▸ Work task A:
Return the passage of the test anxiety post that begins at the words "This week, the" and stops after the words "That scared me.", copied word for word.
▸ Work task B:
Carry the test anxiety post further from its last sentence, in the same voice.

(Text under study)

Saturday, July 25, 2009

Test anxiety in the real world

I discovered test anxiety later than most, the result of an infatuation with my own (highly over-rated) bookishness and relatively low hurdles. I paid for it early-on in college when faux-cleverness wasn't enough to compensate for lack of preparation. Sometimes--perhaps oftentimes--there's a rather sizeable difference between being clever and being prepared. So I have learned to hedge my bets by over-preparation. In the process, I've turned myself into a problem-solving automaton on Math tests and an oversized Pez dispenser of memorized minutiae on standardized tests. It works well enough for the "education" I'm paying for these days.

This week, the "education" was a little different.

Today's test involved two pages of multiple choice questions, one page of True/False questions, plus a few revolvers and a live ammo., courtesy of the La Crosse Gun Club's "Women on Target" handgun safety course. Apart from passing a driver's license exam, I've never taken a "test" that carried so much possibility for real-world mayhem. I'd used rifles for target-shooting twice before. But that was when I was twenty and immortal...as were those around me. Paintball was no help, as it carries the triple-assurance that the guns have safeties, barrel-guards and can't kill anyone. Worse, when we handled unloaded guns on Thursday night, I discovered that I'd picked up a baaaad habit from paintball, namely curling my finger reflexively around the trigger. That scared me.

(End Text under study)
(Stored data)

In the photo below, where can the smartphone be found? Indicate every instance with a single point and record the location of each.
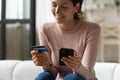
(65, 52)
(40, 48)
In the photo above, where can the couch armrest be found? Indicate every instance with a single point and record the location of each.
(26, 70)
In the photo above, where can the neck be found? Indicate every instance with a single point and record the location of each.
(68, 26)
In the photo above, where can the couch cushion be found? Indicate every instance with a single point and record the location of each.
(117, 73)
(105, 71)
(26, 70)
(6, 68)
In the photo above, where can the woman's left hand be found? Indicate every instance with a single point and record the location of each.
(73, 62)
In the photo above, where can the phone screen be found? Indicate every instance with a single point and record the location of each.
(65, 52)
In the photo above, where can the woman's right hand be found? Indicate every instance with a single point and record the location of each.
(40, 59)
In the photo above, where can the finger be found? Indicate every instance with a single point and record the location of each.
(33, 52)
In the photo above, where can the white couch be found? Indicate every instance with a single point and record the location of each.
(26, 70)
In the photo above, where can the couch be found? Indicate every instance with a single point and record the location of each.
(26, 70)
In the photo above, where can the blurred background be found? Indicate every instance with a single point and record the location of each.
(19, 20)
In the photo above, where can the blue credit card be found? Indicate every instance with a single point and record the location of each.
(40, 48)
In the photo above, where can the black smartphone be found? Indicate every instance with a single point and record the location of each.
(65, 52)
(40, 48)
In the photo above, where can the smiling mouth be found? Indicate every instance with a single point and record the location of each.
(59, 17)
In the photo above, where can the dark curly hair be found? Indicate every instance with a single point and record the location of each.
(79, 14)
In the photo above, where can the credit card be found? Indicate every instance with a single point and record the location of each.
(40, 48)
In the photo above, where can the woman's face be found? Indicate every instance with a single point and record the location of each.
(63, 10)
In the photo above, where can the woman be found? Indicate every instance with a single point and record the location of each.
(68, 31)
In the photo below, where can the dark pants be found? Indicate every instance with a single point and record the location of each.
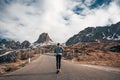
(58, 61)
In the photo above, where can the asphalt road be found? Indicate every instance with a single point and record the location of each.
(44, 68)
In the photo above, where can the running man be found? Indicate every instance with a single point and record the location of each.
(59, 51)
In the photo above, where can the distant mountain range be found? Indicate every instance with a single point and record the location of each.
(91, 34)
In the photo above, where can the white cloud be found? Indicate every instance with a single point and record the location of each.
(20, 21)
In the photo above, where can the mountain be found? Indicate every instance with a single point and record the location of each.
(44, 38)
(91, 34)
(25, 44)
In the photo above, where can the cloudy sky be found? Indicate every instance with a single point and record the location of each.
(27, 19)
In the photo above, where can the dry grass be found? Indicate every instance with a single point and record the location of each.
(94, 53)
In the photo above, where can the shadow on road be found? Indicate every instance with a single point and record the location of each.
(30, 74)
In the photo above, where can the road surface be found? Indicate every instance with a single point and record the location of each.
(44, 68)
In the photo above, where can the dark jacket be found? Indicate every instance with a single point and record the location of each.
(59, 50)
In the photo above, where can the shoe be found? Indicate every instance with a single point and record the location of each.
(57, 71)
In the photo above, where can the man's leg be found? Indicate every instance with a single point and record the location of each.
(57, 62)
(60, 61)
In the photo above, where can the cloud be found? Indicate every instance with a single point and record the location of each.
(27, 19)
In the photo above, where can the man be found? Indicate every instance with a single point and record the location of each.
(59, 51)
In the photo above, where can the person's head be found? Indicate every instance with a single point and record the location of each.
(58, 44)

(End Stored data)

▸ Written answer A:
This week, the "education" was a little different.

Today's test involved two pages of multiple choice questions, one page of True/False questions, plus a few revolvers and a live ammo., courtesy of the La Crosse Gun Club's "Women on Target" handgun safety course. Apart from passing a driver's license exam, I've never taken a "test" that carried so much possibility for real-world mayhem. I'd used rifles for target-shooting twice before. But that was when I was twenty and immortal...as were those around me. Paintball was no help, as it carries the triple-assurance that the guns have safeties, barrel-guards and can't kill anyone. Worse, when we handled unloaded guns on Thursday night, I discovered that I'd picked up a baaaad habit from paintball, namely curling my finger reflexively around the trigger. That scared me.

▸ Written answer B:
In short, over-preparing wasn't an option, and neither was my competitive streak which drives it. Friday evening involved a certain amount of soul-searching, because the stakes were so high.

Fortunately, the folks who offer this training can and do over-prepare. Which makes it so much easier to stop freaking out and do what actually matters--namely shut up, listen, ask questions until the answers make sense, and, for pity's sake, focus.

All in all, it went rather well. I was twice reminded to keep my finger outside the trigger guard when I had the .22 pointed down in the "loaded but not yet firing" position. I found that I'm absolutely unfazed by the bang of a gun and its kickback, at least for .22s and .38 specials, and that the shockwave of a .44 magnum going off like small cannon next to me is only somewhat distracting.

But, of critical importance, absolutely no one was hurt, unless you count a few hammer-bites on the thumbs that are the wages of gripping a pistol too high. Although I can't help but think that those are almost a rite of passage, a form of symbolic scarification in a tribal initiation ceremony. ;-)

And it's all thanks to folks who make it as safe as possible to learn things that can't be learned any other way. Big ups to the La Crosse Rifle Club (and the NRA education programs that back them up) for that.

The takeaway from this, believe it or not, is not self-congratulation. While learning a modicum of gun safety can easily and literally be a matter of life or death, it's also probably moot because I'll likely stick to archery for target practice "therapy." No, the take-home is that Corporate America could learn quite a lot from the folks who hang out at the clubhouse out on North Chipmunk Road. Basically, there's only so much of practical use that can be picked up from schoolwork and seminars. The rest, particularly in I/T, is picked up on-the-fly. Hopefully you won't break production systems or whack live data while you're learning the useful stuff.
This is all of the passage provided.